**TASK TO COMPLETE**.
List each line of the rows below that contains the string "wall". Case counts.

* Begin STORED DATA *

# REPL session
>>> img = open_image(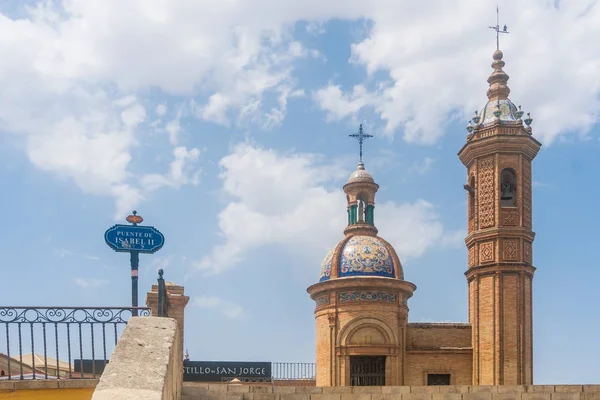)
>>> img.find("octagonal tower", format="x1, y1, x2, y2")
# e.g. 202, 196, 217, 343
307, 161, 416, 386
458, 50, 541, 385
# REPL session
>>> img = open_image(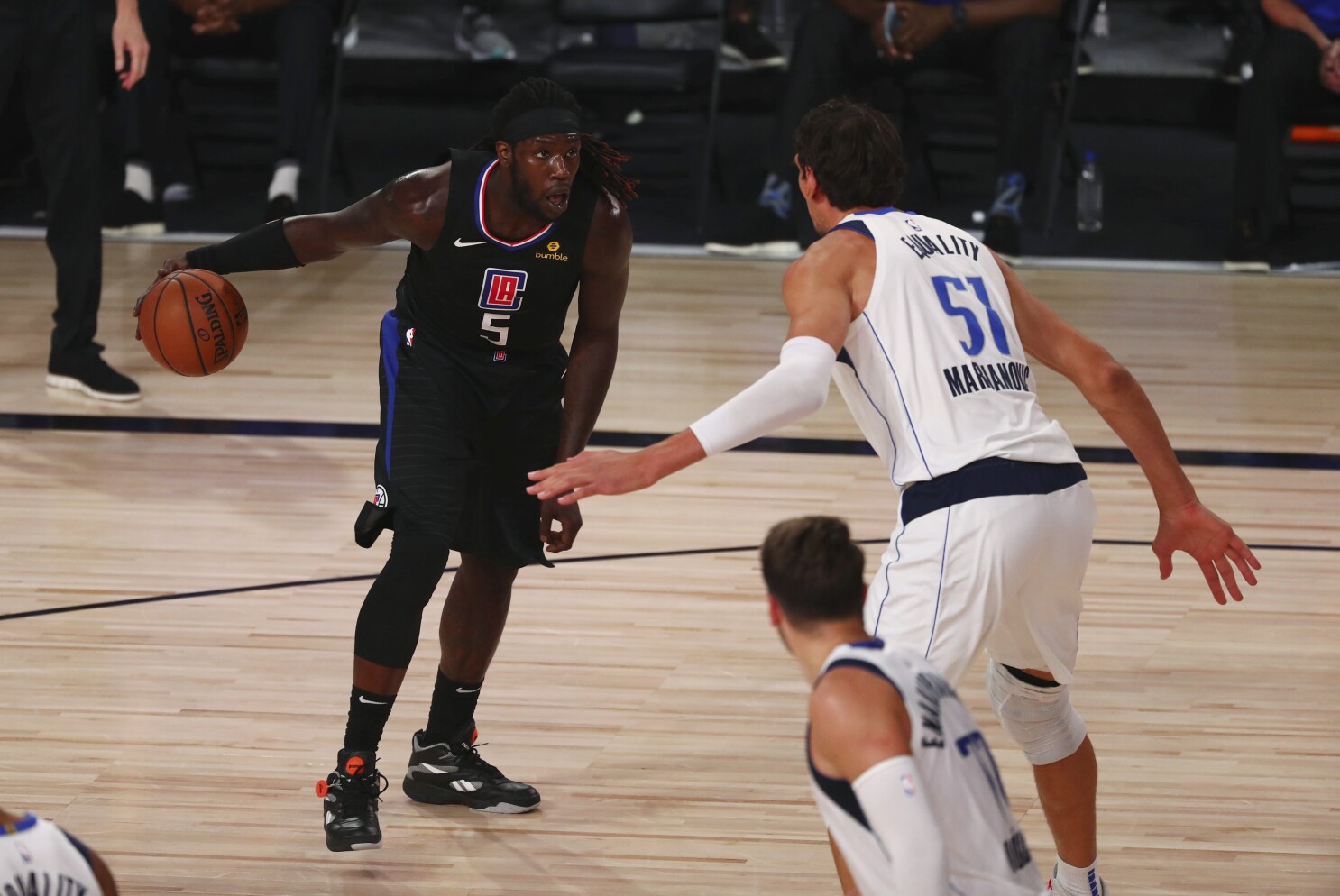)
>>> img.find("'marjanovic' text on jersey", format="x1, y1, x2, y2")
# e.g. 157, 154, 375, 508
833, 209, 1078, 488
807, 639, 1042, 896
395, 150, 599, 351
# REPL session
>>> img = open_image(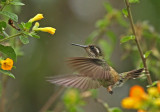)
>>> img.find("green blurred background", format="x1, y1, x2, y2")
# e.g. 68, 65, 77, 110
7, 0, 160, 112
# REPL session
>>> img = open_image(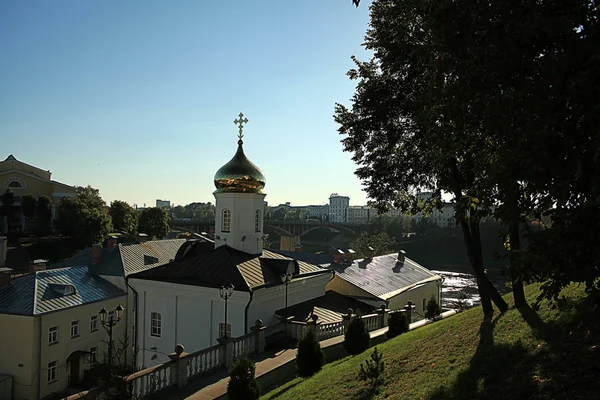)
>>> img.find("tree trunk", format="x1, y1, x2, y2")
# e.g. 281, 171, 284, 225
508, 221, 527, 308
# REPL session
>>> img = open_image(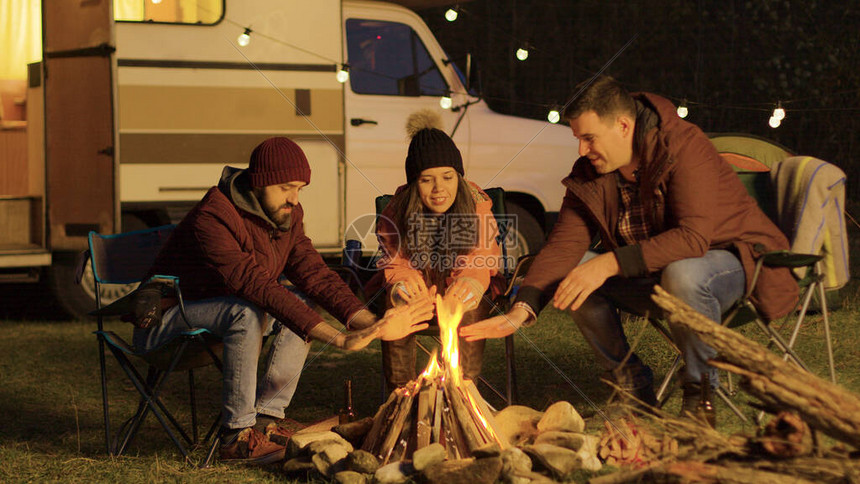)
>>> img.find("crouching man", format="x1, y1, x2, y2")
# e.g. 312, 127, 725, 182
134, 137, 432, 464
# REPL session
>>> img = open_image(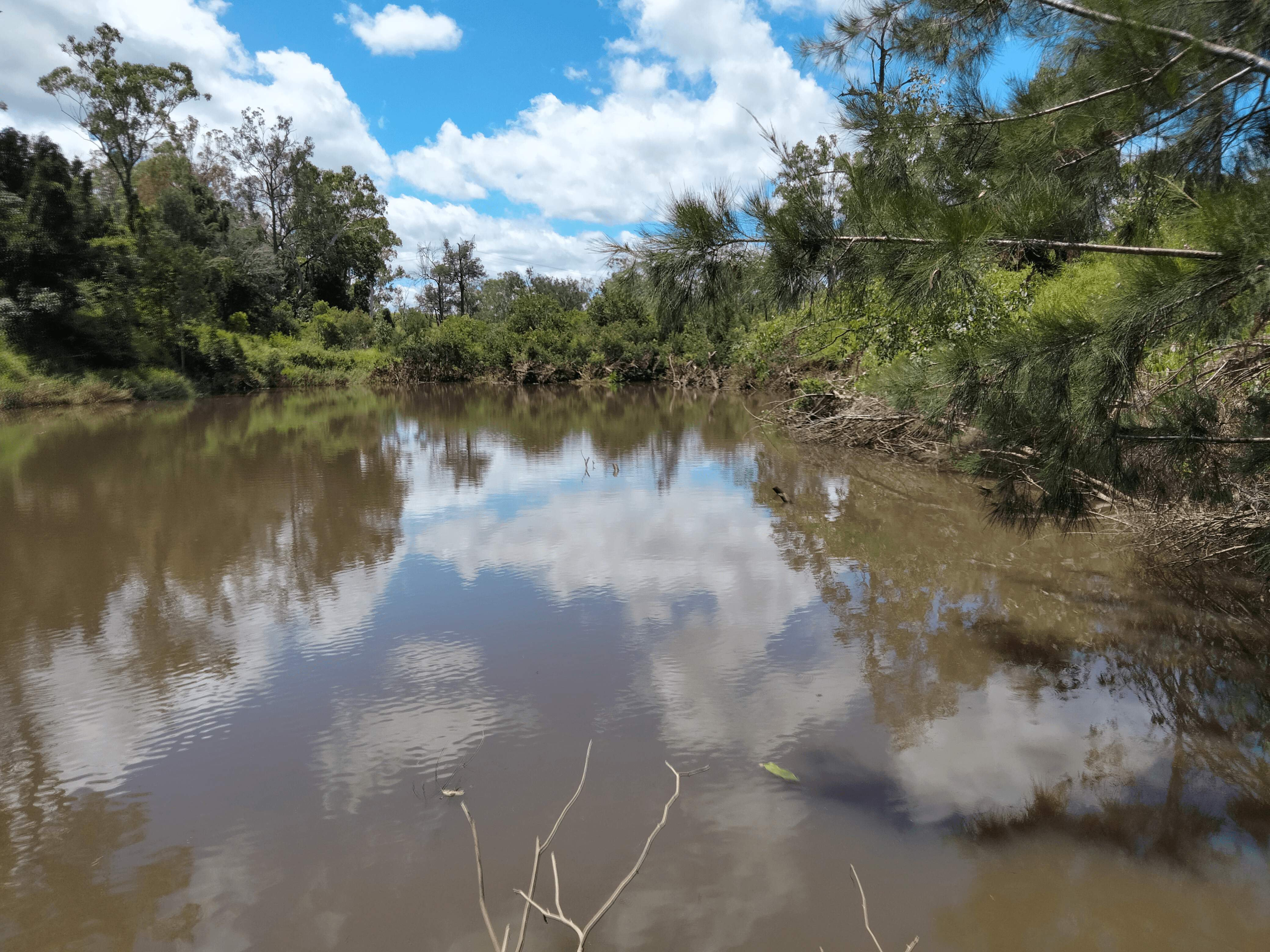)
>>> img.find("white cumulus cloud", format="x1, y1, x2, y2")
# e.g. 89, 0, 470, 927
0, 0, 392, 182
389, 196, 620, 278
335, 4, 463, 56
394, 0, 833, 223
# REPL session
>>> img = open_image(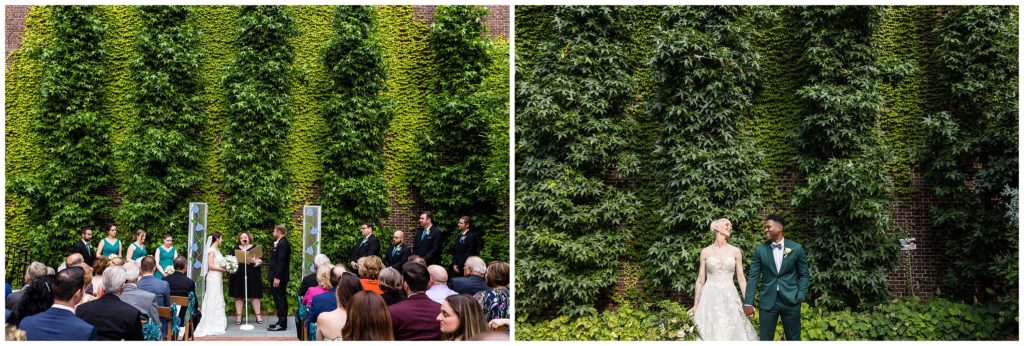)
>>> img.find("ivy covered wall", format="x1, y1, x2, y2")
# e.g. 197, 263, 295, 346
515, 6, 1018, 317
5, 6, 509, 311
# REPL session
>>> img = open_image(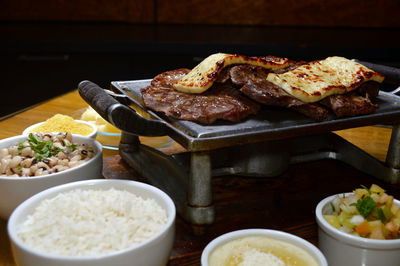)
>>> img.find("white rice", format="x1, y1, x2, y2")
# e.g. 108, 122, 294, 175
17, 188, 168, 256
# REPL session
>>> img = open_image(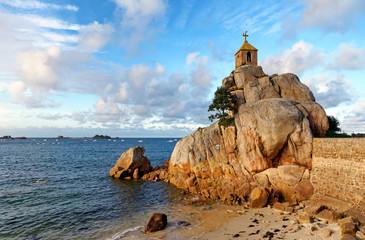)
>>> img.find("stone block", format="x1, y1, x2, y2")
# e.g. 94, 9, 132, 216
304, 205, 326, 216
316, 209, 342, 223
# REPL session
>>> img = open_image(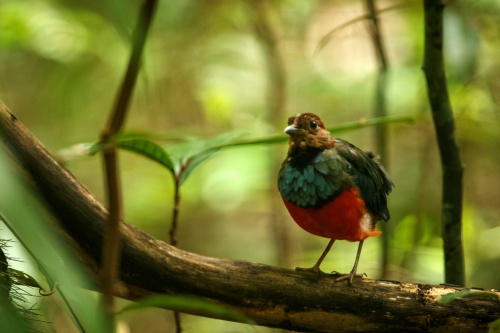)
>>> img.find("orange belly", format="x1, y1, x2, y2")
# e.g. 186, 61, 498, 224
283, 188, 381, 242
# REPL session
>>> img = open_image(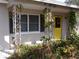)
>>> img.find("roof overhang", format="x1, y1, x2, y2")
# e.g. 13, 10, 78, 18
0, 0, 8, 4
34, 0, 79, 9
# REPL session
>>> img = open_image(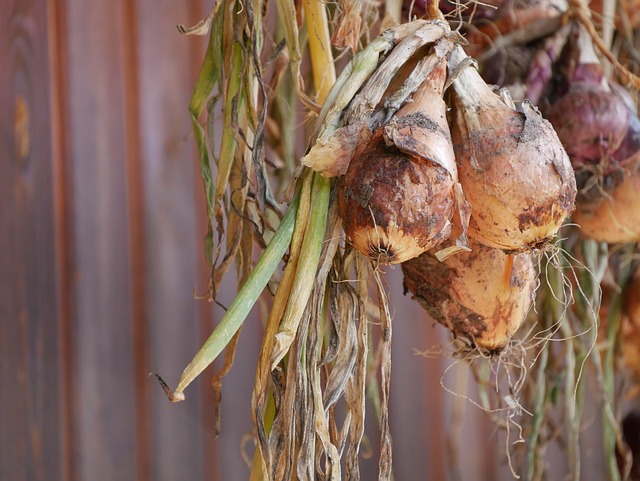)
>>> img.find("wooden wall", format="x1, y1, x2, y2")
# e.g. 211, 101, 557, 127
0, 0, 608, 481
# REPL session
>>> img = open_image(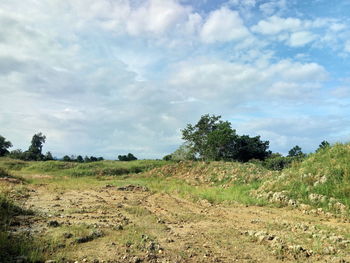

* End STORED DATA *

**CORRECT RESPONSE**.
>>> img.find("ivy covered wall", format="x1, y1, x2, y2")
>>> img.find("wooden wall", format="x1, y1, x2, y2")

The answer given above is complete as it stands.